REQUIREMENT - Write every line below out again exactly, images omitted.

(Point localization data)
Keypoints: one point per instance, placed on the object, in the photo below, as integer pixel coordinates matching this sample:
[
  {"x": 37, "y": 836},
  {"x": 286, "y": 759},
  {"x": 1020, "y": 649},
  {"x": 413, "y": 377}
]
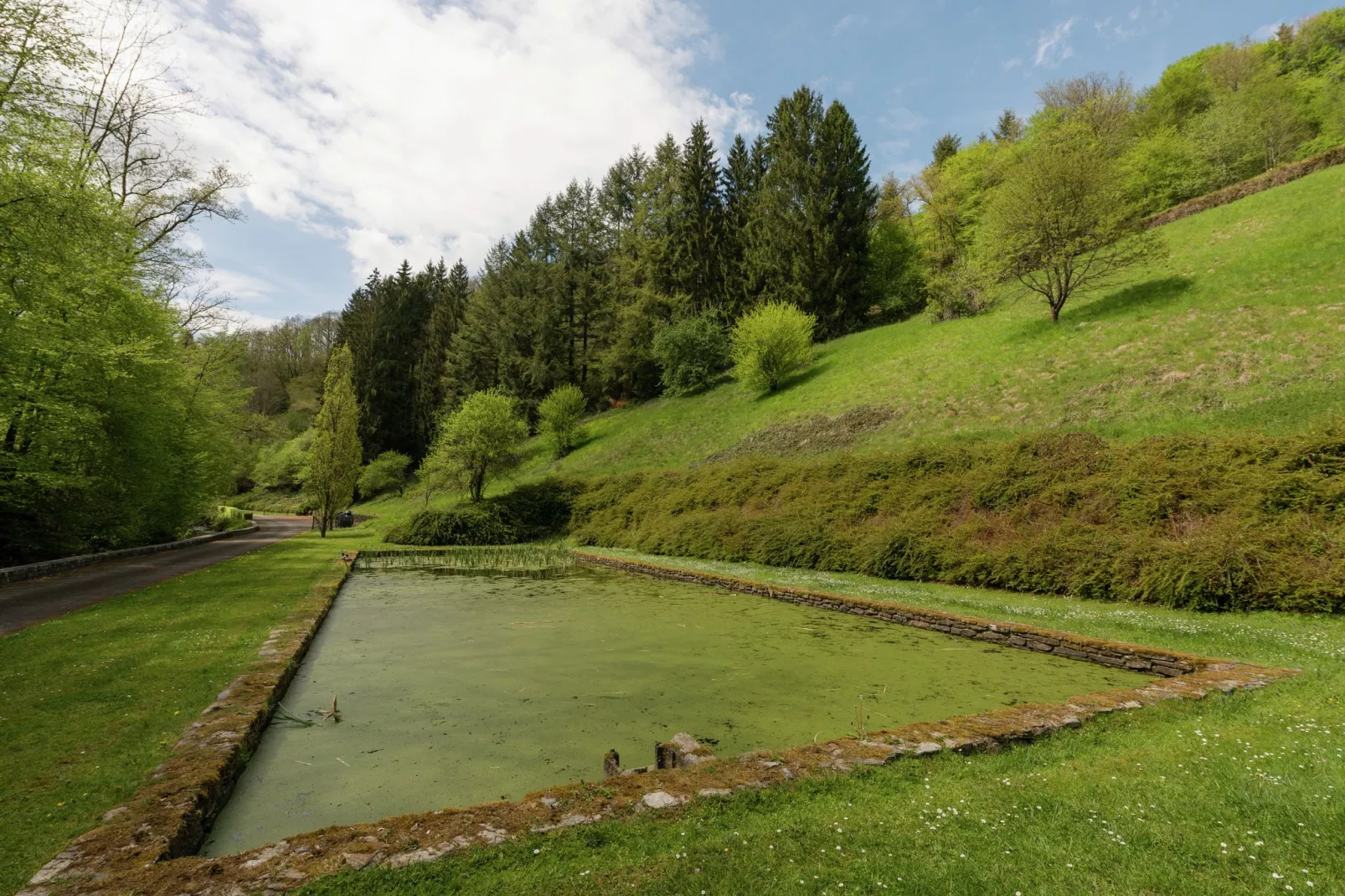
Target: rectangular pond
[{"x": 457, "y": 689}]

OUTPUT BELOW -
Keypoints: one point per instance, placed on the object, in the photo below, as integer pixel coordinates matching this sample:
[
  {"x": 37, "y": 836},
  {"x": 286, "y": 759},
  {"x": 1020, "y": 649},
  {"x": 413, "y": 377}
]
Target: rectangular pond
[{"x": 457, "y": 689}]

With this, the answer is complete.